*ACTION ITEM:* Please write out the lines of the records below, from the line with "Outline each <instance>" to the line with "box: [0, 0, 315, 408]", copying them exactly and including both of those lines.

Saved data records:
= = =

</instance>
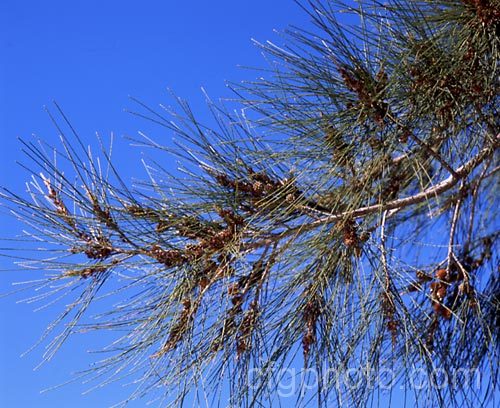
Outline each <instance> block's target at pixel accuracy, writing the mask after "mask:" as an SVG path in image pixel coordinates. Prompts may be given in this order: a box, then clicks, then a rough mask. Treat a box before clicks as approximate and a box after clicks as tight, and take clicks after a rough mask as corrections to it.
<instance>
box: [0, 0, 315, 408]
mask: <svg viewBox="0 0 500 408" xmlns="http://www.w3.org/2000/svg"><path fill="white" fill-rule="evenodd" d="M307 21H308V17H307V16H306V15H305V13H304V12H303V11H301V10H300V9H299V7H298V6H297V5H295V4H294V3H293V1H292V0H272V1H269V0H252V1H234V0H232V1H229V0H215V1H210V2H207V1H185V2H177V1H166V0H163V1H159V0H154V1H151V0H147V1H143V2H138V1H129V0H122V1H115V0H111V1H95V0H86V1H60V0H48V1H35V0H28V1H22V0H2V1H1V2H0V138H1V142H2V145H1V149H0V185H3V186H8V187H10V188H11V189H13V190H15V191H18V192H23V191H24V189H25V188H24V182H25V181H26V180H27V179H28V177H29V175H28V173H26V172H25V171H24V170H22V169H21V168H20V167H19V166H17V165H16V161H25V162H26V160H24V159H23V155H22V153H21V151H20V147H21V146H20V143H19V142H18V141H17V138H18V137H22V138H30V137H31V135H32V134H35V135H37V136H39V137H41V138H43V139H46V140H48V141H49V142H55V141H56V138H57V132H56V131H55V129H54V127H53V126H52V124H51V123H50V121H49V118H48V116H47V115H46V114H45V113H44V111H43V106H44V105H49V104H50V103H51V101H52V100H56V101H57V102H58V103H59V104H60V105H61V106H62V107H63V109H64V110H65V112H66V113H67V114H68V115H69V117H70V118H71V120H72V122H73V124H74V125H75V126H76V128H77V129H78V130H79V131H80V133H81V135H82V136H83V138H84V140H85V141H86V142H88V143H94V142H95V138H94V134H95V132H99V133H101V134H102V135H109V133H110V132H114V133H115V134H116V135H117V136H119V137H121V136H123V135H136V134H137V131H138V130H146V131H149V130H150V129H151V126H150V125H149V124H147V123H145V122H144V121H141V120H140V119H137V118H134V117H132V116H131V115H130V114H127V113H125V112H124V109H125V108H131V107H133V104H132V103H131V102H130V101H129V100H128V95H133V96H135V97H138V98H139V99H141V100H143V101H144V102H146V103H147V104H149V105H151V106H157V105H158V104H159V103H169V102H171V100H170V99H169V95H168V93H167V92H166V89H167V87H170V88H172V89H173V90H174V91H175V92H176V94H178V95H180V96H182V97H184V98H186V99H189V100H191V101H192V102H193V104H194V106H195V108H196V110H197V111H199V112H201V113H202V112H203V109H202V104H203V97H202V96H201V92H200V87H201V86H204V87H205V88H206V89H207V90H208V92H209V93H210V95H211V96H213V97H214V98H216V97H219V96H227V95H228V91H227V89H225V86H224V81H225V80H233V81H237V80H239V79H241V78H247V79H249V78H253V77H254V76H256V73H255V72H249V71H243V70H241V69H239V68H237V65H238V64H242V65H252V66H255V65H259V66H265V61H264V60H263V59H262V57H261V56H260V54H259V51H258V49H257V48H256V47H255V46H253V45H252V43H251V41H250V38H252V37H253V38H256V39H258V40H261V41H264V40H267V39H274V40H276V39H277V37H276V36H275V35H274V34H273V32H272V30H273V29H274V28H277V29H282V28H284V27H285V26H287V24H289V23H295V24H299V25H304V24H306V23H307ZM202 119H203V114H202ZM151 132H152V133H153V134H154V136H157V137H158V136H161V137H165V138H169V137H171V135H170V134H168V132H165V131H163V130H161V129H158V128H154V129H153V130H151ZM118 143H119V146H121V147H123V148H120V149H119V155H118V156H115V159H116V161H117V164H118V166H119V167H120V168H121V169H122V171H123V172H124V173H125V175H126V177H129V176H131V175H137V174H141V172H142V170H141V164H140V162H139V159H140V158H141V152H140V151H137V150H134V149H133V148H126V144H127V143H128V142H126V141H125V140H123V139H122V140H119V141H118ZM0 223H1V226H2V230H1V234H0V235H1V236H2V237H12V236H14V235H15V234H17V233H19V232H20V225H19V224H18V223H16V222H15V221H14V220H12V219H10V218H8V217H6V216H5V214H3V213H2V214H0ZM0 268H1V269H2V270H4V269H9V268H12V261H11V260H9V259H5V258H0ZM39 276H40V275H39V274H36V273H34V272H29V273H23V272H22V271H17V272H1V273H0V293H4V292H7V291H10V290H11V289H12V286H11V284H12V282H15V281H23V280H26V279H29V278H32V277H39ZM25 296H27V294H21V295H16V296H9V297H7V298H0V325H1V326H0V327H1V328H0V407H9V408H10V407H14V408H18V407H21V408H24V407H37V408H42V407H51V408H58V407H67V406H71V407H72V408H77V407H105V406H109V405H111V403H113V402H117V401H118V400H120V399H121V398H124V397H125V396H126V395H127V394H128V393H129V392H130V391H131V388H129V387H126V388H123V387H121V386H112V387H109V388H105V389H100V390H97V391H94V392H92V393H90V394H88V395H82V392H83V391H85V390H86V389H87V387H86V386H84V385H81V384H79V383H76V384H71V385H68V386H65V387H62V388H60V389H58V390H56V391H50V392H47V393H43V394H40V390H42V389H45V388H47V387H51V386H53V385H56V384H59V383H61V382H63V381H65V380H67V379H68V378H70V373H71V372H73V371H74V370H77V369H83V368H86V366H87V364H88V363H89V362H90V361H92V357H91V358H89V357H88V356H87V354H86V350H88V349H91V348H92V345H93V344H94V341H95V344H98V343H99V344H100V342H99V341H98V340H99V339H95V338H94V339H92V338H91V337H90V338H87V337H83V338H80V337H75V338H73V339H72V340H70V342H69V343H68V344H67V345H66V347H64V348H63V350H62V352H61V353H60V354H59V355H57V356H56V358H55V359H54V360H53V361H52V362H51V363H50V364H49V365H46V366H43V367H42V368H41V369H39V370H38V371H33V367H34V366H35V365H36V364H37V363H38V362H39V361H40V359H41V354H42V352H43V349H40V348H38V349H35V351H34V352H32V353H30V354H28V355H27V356H25V357H23V358H20V355H21V354H22V353H23V352H24V351H26V350H27V349H28V348H29V347H30V346H31V345H32V344H33V343H34V342H35V341H36V340H37V339H38V337H39V336H40V334H41V333H42V331H43V329H44V328H45V327H46V325H47V323H48V322H49V321H50V320H51V318H53V317H55V313H56V311H57V309H49V310H45V311H39V312H33V309H34V308H36V307H37V305H26V304H16V301H18V300H20V299H22V298H23V297H25ZM131 406H133V407H136V406H137V407H141V406H144V401H142V402H139V403H136V404H131Z"/></svg>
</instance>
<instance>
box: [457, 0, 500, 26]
mask: <svg viewBox="0 0 500 408" xmlns="http://www.w3.org/2000/svg"><path fill="white" fill-rule="evenodd" d="M463 2H464V3H465V4H466V5H467V6H469V7H471V8H472V9H473V10H474V12H475V14H476V15H477V17H478V18H479V20H481V23H483V24H484V25H486V26H489V25H493V24H498V22H499V20H500V7H499V6H498V2H496V4H495V2H494V1H492V0H463Z"/></svg>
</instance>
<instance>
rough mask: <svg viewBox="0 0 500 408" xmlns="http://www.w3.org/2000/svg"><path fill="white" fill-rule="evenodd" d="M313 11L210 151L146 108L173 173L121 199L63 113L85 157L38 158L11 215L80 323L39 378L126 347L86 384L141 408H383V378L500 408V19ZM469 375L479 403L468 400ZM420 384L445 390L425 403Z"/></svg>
mask: <svg viewBox="0 0 500 408" xmlns="http://www.w3.org/2000/svg"><path fill="white" fill-rule="evenodd" d="M303 6H304V10H305V12H307V13H309V15H310V17H311V19H312V22H313V26H312V27H310V28H309V29H307V30H304V29H298V28H292V29H290V30H288V31H287V32H285V33H284V37H285V39H284V45H282V46H278V45H275V44H273V43H265V44H259V45H260V46H261V48H262V50H263V52H264V53H265V54H266V55H267V57H268V59H269V63H270V65H269V69H267V70H264V71H263V72H262V78H259V79H258V80H256V81H255V82H247V83H243V84H238V85H234V86H233V90H234V92H235V95H237V98H236V99H237V103H238V104H239V107H240V108H241V109H239V110H236V112H237V113H236V114H233V113H229V112H228V111H227V110H225V109H224V106H223V105H221V104H218V103H213V102H211V101H209V103H208V106H209V108H210V110H211V112H212V114H213V118H214V123H215V126H213V127H208V126H206V125H203V124H202V123H200V122H198V120H197V119H196V118H195V116H194V115H193V113H192V112H191V110H190V108H189V106H188V105H187V104H186V103H185V102H184V101H182V100H178V102H179V107H180V109H178V110H177V111H176V112H172V111H170V110H168V109H161V110H159V111H155V110H152V109H150V108H148V107H147V106H146V105H143V104H142V103H140V102H138V107H139V109H138V112H136V114H137V115H139V116H142V117H144V118H147V119H149V120H151V121H153V122H156V123H157V124H159V125H160V126H164V127H165V128H167V129H169V130H170V131H171V133H173V134H175V135H176V136H177V140H178V142H177V144H176V145H166V146H164V145H160V144H159V143H157V142H155V141H153V139H151V138H149V137H146V136H145V137H144V138H143V139H142V143H145V144H146V145H149V146H152V147H154V148H157V149H160V150H163V151H164V152H165V156H164V157H165V159H164V160H165V161H168V160H171V158H172V156H175V157H176V158H177V159H180V160H181V162H182V165H183V167H182V168H180V170H179V172H177V173H174V174H171V173H169V172H168V171H166V170H165V169H164V168H163V167H162V163H161V162H160V163H158V164H157V165H155V166H153V165H148V166H147V170H148V172H149V175H150V179H149V180H148V181H145V182H142V183H139V184H137V185H136V186H134V187H131V186H130V185H129V184H128V183H126V182H124V181H122V179H121V178H120V175H119V172H118V171H116V170H115V168H114V167H113V164H112V161H111V160H110V157H108V153H107V150H106V149H103V150H102V154H101V156H102V157H101V159H97V158H96V157H95V156H94V155H93V154H92V153H91V151H90V149H87V148H86V147H85V146H84V145H83V144H82V141H81V139H80V138H79V137H78V135H77V134H76V132H74V131H73V129H72V128H71V127H70V125H69V122H67V120H66V118H65V117H64V115H63V114H62V112H61V111H60V110H59V111H58V115H57V117H58V118H60V119H61V120H59V119H56V120H55V122H61V123H62V125H61V126H64V127H68V126H69V129H70V131H71V132H73V134H72V135H71V136H68V137H66V136H63V137H62V139H61V140H62V149H61V150H59V151H58V152H57V153H56V154H55V156H53V155H52V153H45V150H44V147H43V144H41V145H35V144H30V143H26V144H25V150H26V153H27V155H28V157H29V158H30V159H31V161H30V162H31V164H32V165H33V166H37V167H39V169H37V170H35V171H34V174H35V175H34V176H33V178H32V180H31V182H30V183H29V184H28V193H29V194H28V195H29V197H26V196H25V195H23V194H17V193H13V192H9V191H6V192H5V193H4V199H5V200H4V202H5V203H6V204H7V205H9V206H10V208H11V209H12V212H13V213H14V214H15V215H16V216H17V217H18V218H19V220H20V221H23V222H24V223H26V224H27V225H28V227H29V228H28V229H27V231H29V232H28V233H27V234H28V235H27V238H28V239H29V240H34V241H35V242H36V243H37V244H36V245H37V247H39V248H40V252H39V253H37V255H35V256H33V257H32V258H30V259H26V260H24V261H23V262H22V265H23V267H26V268H27V267H33V268H41V269H43V270H46V271H47V272H48V275H47V279H46V280H44V281H43V282H40V283H39V286H40V287H41V288H42V289H45V291H43V290H42V291H40V292H39V293H43V294H41V295H40V294H37V295H36V296H37V298H40V299H59V298H61V299H64V304H65V305H66V306H64V309H63V311H62V313H61V315H60V316H59V317H58V318H57V319H56V320H55V322H54V324H53V325H51V327H49V328H48V332H50V333H52V332H53V331H56V332H55V333H56V335H55V336H54V338H53V341H52V342H51V343H50V344H49V346H48V349H47V352H46V358H47V359H49V358H50V357H51V356H52V355H53V354H54V353H55V352H56V351H57V350H58V348H59V347H60V346H61V345H62V344H63V342H64V340H65V339H66V338H67V337H68V336H69V335H72V334H73V333H76V332H79V331H81V330H91V329H95V330H100V329H106V330H110V329H114V330H116V332H117V333H119V336H117V338H116V341H115V342H114V343H113V344H111V345H110V346H109V347H107V348H106V349H105V351H106V352H107V353H108V355H107V357H106V358H104V359H103V360H101V361H98V362H97V363H96V365H95V366H93V367H92V368H91V369H90V370H89V372H88V373H87V374H88V375H90V376H95V378H96V380H97V382H98V384H99V385H103V384H106V383H108V382H110V381H116V380H122V379H123V378H129V379H132V380H133V381H135V382H136V384H137V387H136V388H135V390H134V391H133V393H132V395H131V399H133V398H142V397H144V396H145V395H157V396H159V398H160V399H159V403H160V404H163V405H169V404H172V405H182V404H183V402H186V401H189V403H192V402H193V401H195V404H197V403H199V404H201V405H208V406H211V405H216V404H217V403H220V404H221V405H226V403H227V404H229V405H233V406H260V405H261V404H264V405H269V406H270V405H272V404H275V403H276V404H277V403H278V402H279V401H280V397H282V395H281V394H280V385H281V381H290V378H285V377H286V376H287V375H288V374H289V373H290V372H291V371H290V370H291V369H297V370H298V371H301V372H302V373H309V375H310V377H307V376H306V377H302V380H301V381H299V382H297V387H296V389H295V390H293V391H294V393H293V398H294V399H293V403H294V404H297V405H307V404H309V403H311V404H313V405H318V406H332V405H339V406H340V405H346V406H364V405H366V404H367V403H368V402H370V401H371V402H373V401H374V400H377V399H379V400H383V399H384V398H385V397H384V395H385V394H383V393H382V394H380V391H381V390H382V389H383V385H384V384H385V385H386V381H385V382H384V381H383V379H384V378H385V377H383V376H382V375H383V374H384V375H386V374H387V373H388V370H389V371H390V374H391V379H392V380H393V381H394V384H398V385H402V386H403V387H404V388H406V389H407V390H408V395H409V396H408V398H413V399H414V400H415V401H417V402H418V403H419V404H421V405H422V406H455V404H461V406H475V407H477V406H480V405H481V404H488V403H491V402H492V401H494V399H493V398H494V395H495V393H498V361H499V351H500V350H499V346H498V340H499V334H500V320H499V316H500V281H499V270H498V251H497V248H498V235H499V231H498V206H499V204H500V202H499V200H498V181H499V180H498V170H499V167H498V147H499V143H500V126H499V116H498V113H499V112H498V106H499V105H498V104H499V69H498V62H499V55H500V54H499V46H500V40H499V39H500V35H499V32H500V4H499V3H498V1H497V0H437V1H435V0H432V1H430V0H429V1H426V0H421V1H414V0H388V1H387V2H378V1H363V2H360V3H359V4H358V3H346V4H340V3H339V2H334V1H327V0H324V1H319V0H317V1H311V2H309V3H307V4H303ZM339 21H341V22H342V24H341V23H340V22H339ZM233 102H234V101H233ZM233 102H231V103H233ZM57 109H59V108H57ZM60 133H61V134H64V130H63V129H60ZM50 151H51V150H50ZM103 159H104V160H103ZM40 171H41V172H40ZM38 174H39V175H38ZM19 246H21V243H19ZM104 293H105V294H106V296H102V295H103V294H104ZM109 296H113V297H114V298H115V299H116V301H117V302H118V303H117V304H114V305H113V306H111V307H110V308H109V310H108V309H106V311H105V312H104V313H102V314H100V315H99V316H97V318H96V320H92V321H91V320H88V319H85V311H86V309H87V308H88V306H89V305H91V304H92V302H98V301H99V299H107V298H108V297H109ZM68 297H69V298H70V299H71V301H70V302H68V301H67V299H68ZM57 330H60V331H59V332H57ZM50 333H47V335H48V334H50ZM285 369H288V371H287V370H285ZM356 370H357V371H356ZM476 371H477V372H479V373H480V374H481V381H480V384H479V385H480V387H479V388H478V387H475V385H476V384H475V383H473V382H471V381H472V379H470V378H469V379H468V378H463V377H464V375H465V374H464V373H471V372H476ZM311 373H315V376H314V378H313V380H314V381H315V383H314V387H312V386H311V382H312V380H311V377H312V375H311ZM353 373H354V374H356V375H354V374H353ZM415 373H419V374H420V375H421V376H423V378H424V379H425V380H427V381H428V384H430V385H434V386H430V385H429V386H427V387H417V386H413V387H412V385H415V384H413V383H412V381H414V380H415V379H414V378H413V375H414V374H415ZM360 374H362V375H360ZM459 374H462V376H460V375H459ZM443 377H445V378H446V379H447V380H448V383H447V386H444V387H443V386H438V385H440V384H442V383H443ZM345 380H347V381H345ZM468 380H470V381H468ZM418 381H419V382H418V384H421V382H422V379H419V380H418ZM496 403H498V400H496Z"/></svg>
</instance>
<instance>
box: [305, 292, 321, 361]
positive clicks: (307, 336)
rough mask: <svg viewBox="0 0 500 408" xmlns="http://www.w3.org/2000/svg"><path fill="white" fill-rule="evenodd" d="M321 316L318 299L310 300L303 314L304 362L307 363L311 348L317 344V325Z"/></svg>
mask: <svg viewBox="0 0 500 408" xmlns="http://www.w3.org/2000/svg"><path fill="white" fill-rule="evenodd" d="M320 315H321V307H320V303H319V301H318V299H316V298H314V299H311V300H309V301H308V302H307V303H306V304H305V306H304V310H303V312H302V320H303V322H304V334H303V336H302V351H303V353H304V360H305V361H307V358H308V357H309V353H310V352H311V346H312V345H313V344H314V343H315V342H316V324H317V321H318V318H319V317H320Z"/></svg>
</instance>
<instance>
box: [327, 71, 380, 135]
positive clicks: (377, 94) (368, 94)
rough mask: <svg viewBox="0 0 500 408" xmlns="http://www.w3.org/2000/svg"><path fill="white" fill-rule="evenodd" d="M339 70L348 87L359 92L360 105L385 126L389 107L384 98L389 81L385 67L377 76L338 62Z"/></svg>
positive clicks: (367, 72)
mask: <svg viewBox="0 0 500 408" xmlns="http://www.w3.org/2000/svg"><path fill="white" fill-rule="evenodd" d="M337 70H338V71H339V74H340V76H341V77H342V79H343V80H344V83H345V85H346V87H347V88H348V89H349V90H350V91H352V92H354V93H356V94H357V96H358V99H359V103H360V106H361V107H362V108H364V109H365V110H366V111H367V112H368V115H369V116H370V117H371V118H372V119H373V120H374V121H375V122H376V123H377V124H378V125H379V126H383V125H384V119H385V117H386V115H387V112H388V109H389V105H388V104H387V102H385V101H384V100H383V99H384V98H383V94H384V90H385V89H386V87H387V83H388V78H387V74H386V72H385V71H384V69H383V67H381V68H380V70H379V72H378V73H377V75H376V76H375V77H373V76H372V75H371V74H369V73H368V72H367V71H365V70H364V69H360V68H357V69H352V68H348V67H346V66H343V65H339V64H337Z"/></svg>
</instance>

= = =

*FINAL ANSWER:*
Outline each <instance> block's target at pixel accuracy, writing the mask after "mask:" as an SVG path in image pixel coordinates. Prompts may be given in this order: a box, then clicks, then a rough mask. Treat a box before clicks as approximate and a box after clicks as tight, and take clicks after a rough mask as corrections to it.
<instance>
box: [0, 0, 315, 408]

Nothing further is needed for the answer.